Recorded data
<<<<

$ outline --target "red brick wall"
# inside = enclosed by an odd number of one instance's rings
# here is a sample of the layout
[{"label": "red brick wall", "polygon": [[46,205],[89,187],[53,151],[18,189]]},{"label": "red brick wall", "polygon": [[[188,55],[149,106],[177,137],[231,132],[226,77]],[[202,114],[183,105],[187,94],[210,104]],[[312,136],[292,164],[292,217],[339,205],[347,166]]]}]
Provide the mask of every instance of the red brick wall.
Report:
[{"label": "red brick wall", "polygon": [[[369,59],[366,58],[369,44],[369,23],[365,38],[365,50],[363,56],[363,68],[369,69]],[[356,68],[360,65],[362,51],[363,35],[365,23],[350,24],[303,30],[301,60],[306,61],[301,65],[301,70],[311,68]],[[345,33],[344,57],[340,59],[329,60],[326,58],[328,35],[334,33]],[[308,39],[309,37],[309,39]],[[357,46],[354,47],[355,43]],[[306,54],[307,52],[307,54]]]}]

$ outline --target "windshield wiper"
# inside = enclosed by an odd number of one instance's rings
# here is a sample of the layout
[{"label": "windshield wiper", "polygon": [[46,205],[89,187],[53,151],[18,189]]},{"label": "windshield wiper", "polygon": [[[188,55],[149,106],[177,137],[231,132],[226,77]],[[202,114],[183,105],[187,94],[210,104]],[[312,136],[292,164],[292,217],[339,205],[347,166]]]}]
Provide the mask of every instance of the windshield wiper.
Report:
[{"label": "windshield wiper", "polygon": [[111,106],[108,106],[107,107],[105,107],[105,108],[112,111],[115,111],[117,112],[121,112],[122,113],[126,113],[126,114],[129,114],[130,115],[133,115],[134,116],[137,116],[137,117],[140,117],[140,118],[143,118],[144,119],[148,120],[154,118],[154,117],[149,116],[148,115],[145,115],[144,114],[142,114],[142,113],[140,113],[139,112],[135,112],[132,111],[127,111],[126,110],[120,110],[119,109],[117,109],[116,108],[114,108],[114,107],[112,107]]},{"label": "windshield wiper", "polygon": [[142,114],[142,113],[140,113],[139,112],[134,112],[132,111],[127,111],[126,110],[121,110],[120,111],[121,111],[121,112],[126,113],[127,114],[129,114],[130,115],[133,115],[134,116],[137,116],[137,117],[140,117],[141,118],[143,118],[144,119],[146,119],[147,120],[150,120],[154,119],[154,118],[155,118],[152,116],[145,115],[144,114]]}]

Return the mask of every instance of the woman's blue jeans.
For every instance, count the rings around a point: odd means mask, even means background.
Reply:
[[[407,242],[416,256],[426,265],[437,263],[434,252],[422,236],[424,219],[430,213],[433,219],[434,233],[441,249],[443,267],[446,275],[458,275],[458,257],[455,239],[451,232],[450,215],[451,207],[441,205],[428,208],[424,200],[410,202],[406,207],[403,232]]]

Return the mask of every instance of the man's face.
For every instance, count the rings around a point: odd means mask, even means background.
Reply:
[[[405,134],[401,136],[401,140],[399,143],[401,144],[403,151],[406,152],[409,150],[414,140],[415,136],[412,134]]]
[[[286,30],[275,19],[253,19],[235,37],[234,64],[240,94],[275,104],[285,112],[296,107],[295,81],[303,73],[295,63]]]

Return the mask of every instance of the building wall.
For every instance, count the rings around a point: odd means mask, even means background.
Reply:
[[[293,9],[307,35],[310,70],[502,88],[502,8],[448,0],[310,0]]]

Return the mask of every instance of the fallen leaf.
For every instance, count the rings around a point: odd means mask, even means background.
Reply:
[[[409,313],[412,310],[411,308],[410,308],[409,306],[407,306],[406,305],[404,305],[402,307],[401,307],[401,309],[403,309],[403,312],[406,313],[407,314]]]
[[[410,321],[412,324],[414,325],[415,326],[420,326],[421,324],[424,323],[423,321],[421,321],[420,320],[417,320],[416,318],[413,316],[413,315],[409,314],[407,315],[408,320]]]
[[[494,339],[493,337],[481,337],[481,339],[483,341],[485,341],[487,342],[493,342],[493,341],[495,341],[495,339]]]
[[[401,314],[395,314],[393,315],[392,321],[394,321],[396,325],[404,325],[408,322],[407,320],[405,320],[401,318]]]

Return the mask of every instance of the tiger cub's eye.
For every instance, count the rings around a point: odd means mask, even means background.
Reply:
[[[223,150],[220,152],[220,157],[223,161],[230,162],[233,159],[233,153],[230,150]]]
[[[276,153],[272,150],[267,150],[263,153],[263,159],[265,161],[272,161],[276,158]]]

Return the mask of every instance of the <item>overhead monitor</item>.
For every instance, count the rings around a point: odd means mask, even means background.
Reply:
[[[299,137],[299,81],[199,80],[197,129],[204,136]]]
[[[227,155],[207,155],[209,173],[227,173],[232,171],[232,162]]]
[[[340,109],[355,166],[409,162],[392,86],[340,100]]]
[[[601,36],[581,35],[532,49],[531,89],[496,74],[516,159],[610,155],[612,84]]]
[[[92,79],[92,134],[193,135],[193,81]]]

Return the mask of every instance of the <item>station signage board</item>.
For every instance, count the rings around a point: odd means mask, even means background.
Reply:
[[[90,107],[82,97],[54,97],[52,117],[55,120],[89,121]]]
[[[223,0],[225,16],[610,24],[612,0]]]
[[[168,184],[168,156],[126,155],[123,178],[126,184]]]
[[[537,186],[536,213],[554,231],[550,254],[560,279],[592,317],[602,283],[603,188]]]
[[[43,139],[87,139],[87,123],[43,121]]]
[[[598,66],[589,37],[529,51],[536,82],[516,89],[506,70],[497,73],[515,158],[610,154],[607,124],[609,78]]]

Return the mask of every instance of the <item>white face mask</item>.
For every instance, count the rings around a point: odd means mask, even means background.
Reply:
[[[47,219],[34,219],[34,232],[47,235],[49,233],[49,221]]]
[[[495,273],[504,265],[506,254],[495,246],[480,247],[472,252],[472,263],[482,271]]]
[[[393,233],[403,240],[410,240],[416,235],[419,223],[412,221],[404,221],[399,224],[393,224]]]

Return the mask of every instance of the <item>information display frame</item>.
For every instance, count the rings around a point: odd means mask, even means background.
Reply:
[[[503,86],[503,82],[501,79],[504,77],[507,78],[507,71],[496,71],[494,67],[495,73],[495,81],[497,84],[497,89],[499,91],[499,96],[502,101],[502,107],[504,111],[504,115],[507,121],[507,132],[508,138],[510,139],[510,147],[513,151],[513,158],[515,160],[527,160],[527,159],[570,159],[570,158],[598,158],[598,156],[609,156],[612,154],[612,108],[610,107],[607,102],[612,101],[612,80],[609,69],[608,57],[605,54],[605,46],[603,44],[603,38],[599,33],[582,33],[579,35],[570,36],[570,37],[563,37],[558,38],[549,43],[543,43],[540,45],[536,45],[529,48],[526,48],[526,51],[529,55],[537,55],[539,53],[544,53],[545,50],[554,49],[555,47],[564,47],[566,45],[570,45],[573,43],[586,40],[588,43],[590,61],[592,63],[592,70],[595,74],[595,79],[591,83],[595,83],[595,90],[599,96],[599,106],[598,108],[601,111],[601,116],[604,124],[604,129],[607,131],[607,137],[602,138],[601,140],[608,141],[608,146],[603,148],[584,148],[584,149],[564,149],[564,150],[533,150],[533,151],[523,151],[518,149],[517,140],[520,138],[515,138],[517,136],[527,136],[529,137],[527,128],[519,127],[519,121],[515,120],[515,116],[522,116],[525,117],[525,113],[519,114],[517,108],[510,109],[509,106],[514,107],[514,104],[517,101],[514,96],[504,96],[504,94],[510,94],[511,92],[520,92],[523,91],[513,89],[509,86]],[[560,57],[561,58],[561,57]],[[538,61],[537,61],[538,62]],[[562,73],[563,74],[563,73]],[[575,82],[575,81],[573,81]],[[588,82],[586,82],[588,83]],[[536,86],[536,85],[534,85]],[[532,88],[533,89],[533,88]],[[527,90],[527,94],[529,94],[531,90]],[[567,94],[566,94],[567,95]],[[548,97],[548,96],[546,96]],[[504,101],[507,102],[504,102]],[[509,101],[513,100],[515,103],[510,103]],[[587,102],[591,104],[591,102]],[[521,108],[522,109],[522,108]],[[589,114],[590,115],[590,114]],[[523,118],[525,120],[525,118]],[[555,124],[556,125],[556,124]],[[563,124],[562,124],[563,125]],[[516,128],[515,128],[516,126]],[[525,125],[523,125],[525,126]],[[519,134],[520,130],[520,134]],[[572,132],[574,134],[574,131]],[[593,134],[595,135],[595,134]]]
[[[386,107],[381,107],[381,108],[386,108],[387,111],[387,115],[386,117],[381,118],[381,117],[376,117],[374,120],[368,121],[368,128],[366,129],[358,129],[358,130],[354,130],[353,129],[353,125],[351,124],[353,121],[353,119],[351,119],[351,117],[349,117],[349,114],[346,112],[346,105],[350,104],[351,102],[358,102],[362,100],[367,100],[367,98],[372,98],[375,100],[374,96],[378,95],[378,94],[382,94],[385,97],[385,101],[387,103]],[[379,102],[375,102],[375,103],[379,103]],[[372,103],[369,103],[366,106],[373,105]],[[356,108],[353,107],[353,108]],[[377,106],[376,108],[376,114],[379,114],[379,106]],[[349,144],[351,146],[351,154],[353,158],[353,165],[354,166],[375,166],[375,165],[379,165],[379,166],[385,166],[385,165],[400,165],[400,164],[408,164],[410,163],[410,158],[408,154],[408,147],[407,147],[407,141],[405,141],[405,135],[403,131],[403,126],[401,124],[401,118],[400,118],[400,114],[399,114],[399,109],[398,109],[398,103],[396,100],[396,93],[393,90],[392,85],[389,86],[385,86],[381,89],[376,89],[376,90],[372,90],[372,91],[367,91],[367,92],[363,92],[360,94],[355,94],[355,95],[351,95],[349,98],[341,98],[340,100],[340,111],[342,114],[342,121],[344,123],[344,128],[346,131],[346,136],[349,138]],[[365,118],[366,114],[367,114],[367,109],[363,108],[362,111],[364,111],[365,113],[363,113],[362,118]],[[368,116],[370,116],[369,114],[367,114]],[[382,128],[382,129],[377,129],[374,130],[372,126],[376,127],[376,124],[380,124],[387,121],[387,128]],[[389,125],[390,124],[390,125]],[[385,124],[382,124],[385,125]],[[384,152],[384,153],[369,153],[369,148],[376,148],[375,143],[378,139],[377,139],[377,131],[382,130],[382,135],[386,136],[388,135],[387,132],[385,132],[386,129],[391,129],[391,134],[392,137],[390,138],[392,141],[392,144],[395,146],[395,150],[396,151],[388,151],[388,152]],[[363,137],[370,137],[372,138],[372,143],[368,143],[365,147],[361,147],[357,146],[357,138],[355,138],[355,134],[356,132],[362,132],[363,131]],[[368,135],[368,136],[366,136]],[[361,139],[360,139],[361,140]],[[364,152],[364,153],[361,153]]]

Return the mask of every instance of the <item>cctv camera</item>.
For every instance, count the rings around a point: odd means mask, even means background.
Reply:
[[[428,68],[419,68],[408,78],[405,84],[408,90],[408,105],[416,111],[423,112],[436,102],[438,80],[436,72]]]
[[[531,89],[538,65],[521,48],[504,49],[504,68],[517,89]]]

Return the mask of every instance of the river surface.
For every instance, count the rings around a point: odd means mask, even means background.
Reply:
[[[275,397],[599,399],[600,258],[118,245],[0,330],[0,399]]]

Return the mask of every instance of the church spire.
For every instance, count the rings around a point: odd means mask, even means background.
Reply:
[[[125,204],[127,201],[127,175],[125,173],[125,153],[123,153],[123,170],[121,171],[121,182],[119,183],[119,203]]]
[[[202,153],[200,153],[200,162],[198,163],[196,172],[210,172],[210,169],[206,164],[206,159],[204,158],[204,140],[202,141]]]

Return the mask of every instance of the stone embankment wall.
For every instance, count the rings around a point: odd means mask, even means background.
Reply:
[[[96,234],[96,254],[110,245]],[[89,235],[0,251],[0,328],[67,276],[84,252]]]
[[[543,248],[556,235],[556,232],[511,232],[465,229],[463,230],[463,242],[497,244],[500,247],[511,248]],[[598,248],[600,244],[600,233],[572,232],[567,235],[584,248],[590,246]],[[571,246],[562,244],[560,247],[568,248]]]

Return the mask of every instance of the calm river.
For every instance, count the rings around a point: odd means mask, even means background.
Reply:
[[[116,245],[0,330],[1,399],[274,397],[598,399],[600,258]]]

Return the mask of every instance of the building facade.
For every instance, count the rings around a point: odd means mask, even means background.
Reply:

>>>>

Render the material starting with the line that contains "Return the mask of every instance of the man's" and going on through the line that contains "[[[293,9],[307,35],[310,70],[502,88],[502,8],[448,0],[310,0]]]" as a two-column CSV headed request and answer. Give one row per request, with each value in a single quoted field and line breaks replaced by spaces.

request,answer
"Return the mask of every instance of the man's face. For every instance, count the rings around a point: odd means mask, even means background. Reply:","[[[405,134],[401,136],[401,140],[399,143],[401,144],[403,151],[406,152],[409,150],[414,140],[415,136],[412,134]]] [[[286,30],[275,19],[253,19],[235,37],[234,64],[240,94],[275,104],[285,112],[296,107],[295,81],[303,73],[295,63]]]"
"Return the mask of every instance of the building wall. For every instance, count the rings around a point: odd means mask, even means background. Reply:","[[[293,9],[307,35],[310,70],[502,88],[502,8],[448,0],[310,0]]]"